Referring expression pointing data

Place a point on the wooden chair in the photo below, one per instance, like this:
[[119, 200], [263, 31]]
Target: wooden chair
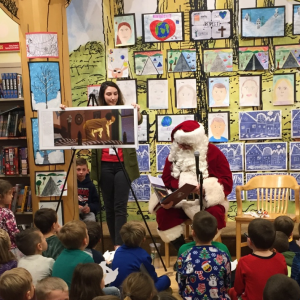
[[272, 195]]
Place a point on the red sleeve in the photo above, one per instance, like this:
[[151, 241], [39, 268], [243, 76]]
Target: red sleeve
[[169, 181]]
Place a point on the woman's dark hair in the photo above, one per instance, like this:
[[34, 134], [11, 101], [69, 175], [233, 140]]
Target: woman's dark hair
[[103, 88], [86, 282]]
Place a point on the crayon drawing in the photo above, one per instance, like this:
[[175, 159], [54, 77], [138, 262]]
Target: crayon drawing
[[148, 62], [263, 22]]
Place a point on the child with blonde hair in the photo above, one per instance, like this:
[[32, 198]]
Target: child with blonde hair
[[7, 259]]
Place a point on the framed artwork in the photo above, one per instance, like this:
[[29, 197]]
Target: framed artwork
[[182, 60], [218, 91], [265, 157], [53, 205], [166, 27], [44, 157], [260, 125], [162, 152], [90, 127], [128, 90], [263, 21], [142, 189], [125, 33], [284, 92], [143, 156], [186, 93], [238, 179], [234, 152], [148, 62], [157, 93], [143, 130], [117, 63], [41, 44], [252, 194], [45, 87], [287, 56], [166, 123], [218, 127], [211, 24], [250, 90], [254, 58], [217, 60], [48, 184], [296, 19]]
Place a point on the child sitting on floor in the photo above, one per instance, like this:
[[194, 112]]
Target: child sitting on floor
[[130, 256]]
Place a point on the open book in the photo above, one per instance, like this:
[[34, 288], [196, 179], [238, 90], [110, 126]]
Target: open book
[[165, 195]]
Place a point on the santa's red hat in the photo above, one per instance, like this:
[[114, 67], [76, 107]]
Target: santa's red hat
[[188, 132]]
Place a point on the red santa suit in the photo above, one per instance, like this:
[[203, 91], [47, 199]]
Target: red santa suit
[[217, 183]]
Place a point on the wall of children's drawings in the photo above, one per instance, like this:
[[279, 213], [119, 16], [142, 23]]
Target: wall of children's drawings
[[231, 63]]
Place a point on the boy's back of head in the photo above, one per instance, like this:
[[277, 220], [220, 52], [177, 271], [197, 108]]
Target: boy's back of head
[[16, 284], [261, 233], [52, 288], [281, 287], [205, 226], [44, 219], [27, 240], [72, 234], [132, 234], [284, 224]]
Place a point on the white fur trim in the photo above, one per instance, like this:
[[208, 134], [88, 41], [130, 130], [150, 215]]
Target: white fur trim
[[171, 234], [189, 138]]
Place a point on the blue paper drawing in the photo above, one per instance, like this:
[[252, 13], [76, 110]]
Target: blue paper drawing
[[251, 195], [143, 157], [260, 124], [44, 85], [44, 157], [162, 152], [266, 156], [234, 153], [238, 179], [141, 188]]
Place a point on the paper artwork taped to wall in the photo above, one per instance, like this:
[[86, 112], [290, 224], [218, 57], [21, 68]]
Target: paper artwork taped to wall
[[211, 24], [253, 58], [182, 60], [260, 125], [167, 27], [287, 56], [166, 123], [41, 44], [250, 90], [265, 157], [143, 156], [283, 89], [128, 90], [157, 95], [217, 60], [117, 63], [125, 33], [186, 93], [44, 85], [251, 195], [234, 152], [238, 179], [263, 21], [218, 127], [218, 91], [162, 152], [148, 62], [44, 157], [142, 189], [50, 183]]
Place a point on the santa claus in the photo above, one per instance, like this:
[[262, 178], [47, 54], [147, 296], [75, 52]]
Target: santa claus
[[180, 168]]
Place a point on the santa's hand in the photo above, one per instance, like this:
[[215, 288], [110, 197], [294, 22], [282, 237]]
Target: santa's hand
[[167, 206]]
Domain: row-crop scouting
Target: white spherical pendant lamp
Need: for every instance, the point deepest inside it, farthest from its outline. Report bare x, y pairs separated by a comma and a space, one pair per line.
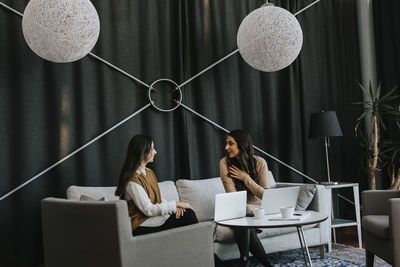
269, 38
61, 30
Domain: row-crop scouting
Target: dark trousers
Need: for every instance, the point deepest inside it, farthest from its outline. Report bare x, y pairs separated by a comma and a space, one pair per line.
254, 246
188, 217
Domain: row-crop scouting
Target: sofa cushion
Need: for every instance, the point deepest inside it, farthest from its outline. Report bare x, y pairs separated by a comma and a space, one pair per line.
306, 195
201, 195
74, 192
167, 188
377, 225
87, 198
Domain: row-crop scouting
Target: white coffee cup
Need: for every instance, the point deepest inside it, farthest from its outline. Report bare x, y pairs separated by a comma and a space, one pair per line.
287, 212
259, 213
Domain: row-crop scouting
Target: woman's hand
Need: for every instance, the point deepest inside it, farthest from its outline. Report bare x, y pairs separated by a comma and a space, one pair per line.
235, 172
184, 205
179, 212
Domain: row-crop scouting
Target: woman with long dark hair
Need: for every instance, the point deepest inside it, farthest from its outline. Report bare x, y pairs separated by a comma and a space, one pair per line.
241, 170
137, 184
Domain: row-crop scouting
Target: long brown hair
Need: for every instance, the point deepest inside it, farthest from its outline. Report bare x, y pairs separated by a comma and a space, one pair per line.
138, 150
245, 160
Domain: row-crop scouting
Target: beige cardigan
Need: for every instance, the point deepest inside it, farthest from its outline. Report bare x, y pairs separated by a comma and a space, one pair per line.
255, 186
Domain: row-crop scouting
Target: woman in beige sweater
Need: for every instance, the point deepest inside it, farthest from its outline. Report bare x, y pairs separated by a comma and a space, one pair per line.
241, 170
149, 211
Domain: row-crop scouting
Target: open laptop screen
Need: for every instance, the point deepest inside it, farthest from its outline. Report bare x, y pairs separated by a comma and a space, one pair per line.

• [PROBLEM]: Find each line in the records holding the string "beige" and show it.

• [RESPONSE BELOW]:
Target: beige cardigan
Target: woman in beige sweater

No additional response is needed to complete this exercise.